Arrange the listing as a Markdown table with columns Row and Line, from the line with "label: white cluffy cloud" up to and including the last line of the listing. Give each line its own numbered row and leave out blank lines.

- SUPPLIED DATA -
'''

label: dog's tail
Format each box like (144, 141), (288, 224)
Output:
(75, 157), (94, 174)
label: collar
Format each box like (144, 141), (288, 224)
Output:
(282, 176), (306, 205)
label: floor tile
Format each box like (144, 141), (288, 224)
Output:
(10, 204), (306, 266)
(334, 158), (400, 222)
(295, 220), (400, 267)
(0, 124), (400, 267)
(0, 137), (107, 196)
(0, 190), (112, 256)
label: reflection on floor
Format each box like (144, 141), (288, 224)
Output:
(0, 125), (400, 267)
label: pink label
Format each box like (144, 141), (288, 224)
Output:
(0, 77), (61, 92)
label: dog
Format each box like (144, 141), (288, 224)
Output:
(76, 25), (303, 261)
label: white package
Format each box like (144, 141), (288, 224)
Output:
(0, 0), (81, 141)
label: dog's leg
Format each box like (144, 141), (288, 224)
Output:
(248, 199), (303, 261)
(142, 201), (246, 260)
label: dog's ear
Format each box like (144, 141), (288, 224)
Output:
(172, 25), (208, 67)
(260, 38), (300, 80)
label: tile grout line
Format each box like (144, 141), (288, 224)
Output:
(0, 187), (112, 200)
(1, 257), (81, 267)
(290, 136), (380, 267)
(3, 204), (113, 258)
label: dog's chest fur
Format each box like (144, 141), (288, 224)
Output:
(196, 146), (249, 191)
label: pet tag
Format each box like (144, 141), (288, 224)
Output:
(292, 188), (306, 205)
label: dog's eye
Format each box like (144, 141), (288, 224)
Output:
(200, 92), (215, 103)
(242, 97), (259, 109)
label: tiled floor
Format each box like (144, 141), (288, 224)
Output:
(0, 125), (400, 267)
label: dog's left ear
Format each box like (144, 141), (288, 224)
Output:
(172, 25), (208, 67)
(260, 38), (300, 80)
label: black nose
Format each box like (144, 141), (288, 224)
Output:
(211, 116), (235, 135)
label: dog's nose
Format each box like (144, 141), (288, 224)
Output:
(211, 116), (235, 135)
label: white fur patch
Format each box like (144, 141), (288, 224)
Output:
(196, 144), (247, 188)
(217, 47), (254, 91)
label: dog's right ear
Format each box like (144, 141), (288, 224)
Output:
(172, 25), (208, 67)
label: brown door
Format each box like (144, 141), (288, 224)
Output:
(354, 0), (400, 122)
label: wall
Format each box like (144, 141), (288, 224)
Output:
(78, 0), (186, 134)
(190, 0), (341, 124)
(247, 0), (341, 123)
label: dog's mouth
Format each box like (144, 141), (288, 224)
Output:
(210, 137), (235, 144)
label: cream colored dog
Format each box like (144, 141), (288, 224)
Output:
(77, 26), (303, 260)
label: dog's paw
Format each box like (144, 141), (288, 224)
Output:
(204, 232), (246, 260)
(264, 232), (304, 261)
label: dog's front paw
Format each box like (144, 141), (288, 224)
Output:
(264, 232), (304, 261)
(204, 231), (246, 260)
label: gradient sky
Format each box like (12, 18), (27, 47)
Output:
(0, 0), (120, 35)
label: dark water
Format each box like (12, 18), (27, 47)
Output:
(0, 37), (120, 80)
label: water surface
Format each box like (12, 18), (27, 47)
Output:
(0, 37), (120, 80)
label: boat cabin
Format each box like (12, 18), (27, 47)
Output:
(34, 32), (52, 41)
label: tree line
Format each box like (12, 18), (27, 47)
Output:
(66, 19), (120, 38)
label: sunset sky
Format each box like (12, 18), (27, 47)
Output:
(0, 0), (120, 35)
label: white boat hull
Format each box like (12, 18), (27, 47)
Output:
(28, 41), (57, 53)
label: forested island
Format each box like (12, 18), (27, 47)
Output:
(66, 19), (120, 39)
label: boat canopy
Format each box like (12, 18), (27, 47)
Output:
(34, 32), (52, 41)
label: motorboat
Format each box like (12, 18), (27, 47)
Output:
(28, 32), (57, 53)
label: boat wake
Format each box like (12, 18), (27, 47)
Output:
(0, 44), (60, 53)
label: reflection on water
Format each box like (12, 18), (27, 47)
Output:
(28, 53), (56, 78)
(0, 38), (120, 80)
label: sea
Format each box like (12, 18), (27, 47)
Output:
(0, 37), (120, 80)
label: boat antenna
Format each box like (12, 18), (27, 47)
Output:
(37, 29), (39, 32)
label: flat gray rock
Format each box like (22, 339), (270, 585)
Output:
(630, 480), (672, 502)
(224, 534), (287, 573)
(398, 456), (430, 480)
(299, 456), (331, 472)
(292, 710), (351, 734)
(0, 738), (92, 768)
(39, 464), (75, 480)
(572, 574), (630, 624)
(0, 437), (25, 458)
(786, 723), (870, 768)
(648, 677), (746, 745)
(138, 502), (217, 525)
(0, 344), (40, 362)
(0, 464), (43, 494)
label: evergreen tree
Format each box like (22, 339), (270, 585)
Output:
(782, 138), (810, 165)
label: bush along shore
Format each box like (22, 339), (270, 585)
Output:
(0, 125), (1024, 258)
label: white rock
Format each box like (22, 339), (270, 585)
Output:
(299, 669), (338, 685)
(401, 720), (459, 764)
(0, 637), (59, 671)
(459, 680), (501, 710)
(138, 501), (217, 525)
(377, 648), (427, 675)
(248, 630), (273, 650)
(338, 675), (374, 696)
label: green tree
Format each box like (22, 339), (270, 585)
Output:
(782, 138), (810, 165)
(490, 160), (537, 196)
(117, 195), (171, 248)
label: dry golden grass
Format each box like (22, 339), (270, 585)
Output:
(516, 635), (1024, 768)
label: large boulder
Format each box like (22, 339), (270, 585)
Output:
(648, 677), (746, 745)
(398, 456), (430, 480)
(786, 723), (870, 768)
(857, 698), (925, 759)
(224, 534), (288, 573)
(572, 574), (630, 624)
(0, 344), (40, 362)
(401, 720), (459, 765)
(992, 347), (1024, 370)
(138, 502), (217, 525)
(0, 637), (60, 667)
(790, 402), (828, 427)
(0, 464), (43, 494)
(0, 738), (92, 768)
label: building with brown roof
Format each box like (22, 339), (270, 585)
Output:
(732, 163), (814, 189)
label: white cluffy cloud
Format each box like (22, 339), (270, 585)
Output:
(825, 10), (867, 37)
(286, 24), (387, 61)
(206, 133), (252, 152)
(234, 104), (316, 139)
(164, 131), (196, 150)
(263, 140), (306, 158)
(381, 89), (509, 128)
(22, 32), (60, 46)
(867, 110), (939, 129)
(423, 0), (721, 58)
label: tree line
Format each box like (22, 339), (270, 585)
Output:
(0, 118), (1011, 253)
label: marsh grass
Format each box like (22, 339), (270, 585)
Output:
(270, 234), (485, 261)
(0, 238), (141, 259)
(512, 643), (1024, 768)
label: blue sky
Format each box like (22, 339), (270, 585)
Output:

'''

- RESULT OF THIS TASK -
| Row | Line |
|---|---|
| 1 | label: white cluffy cloud |
| 2 | Format each box like (22, 339), (270, 585) |
| 3 | Output: |
| 4 | (825, 10), (867, 37) |
| 5 | (286, 24), (387, 61) |
| 6 | (206, 133), (252, 152) |
| 7 | (234, 104), (316, 139) |
| 8 | (164, 131), (196, 150) |
| 9 | (263, 140), (306, 158) |
| 10 | (381, 89), (509, 128) |
| 11 | (22, 32), (60, 46) |
| 12 | (867, 110), (939, 129) |
| 13 | (423, 0), (721, 58) |
| 14 | label: tree line |
| 15 | Format each box like (22, 339), (270, 585) |
| 16 | Output: |
| 17 | (0, 118), (1011, 253) |
| 18 | label: marsh grass |
| 19 | Format each box like (22, 339), (270, 585) |
| 20 | Output: |
| 21 | (270, 234), (485, 261) |
| 22 | (0, 238), (141, 259) |
| 23 | (512, 643), (1024, 768) |
| 24 | label: blue sky |
| 25 | Format each box like (22, 339), (270, 585) |
| 26 | Output: |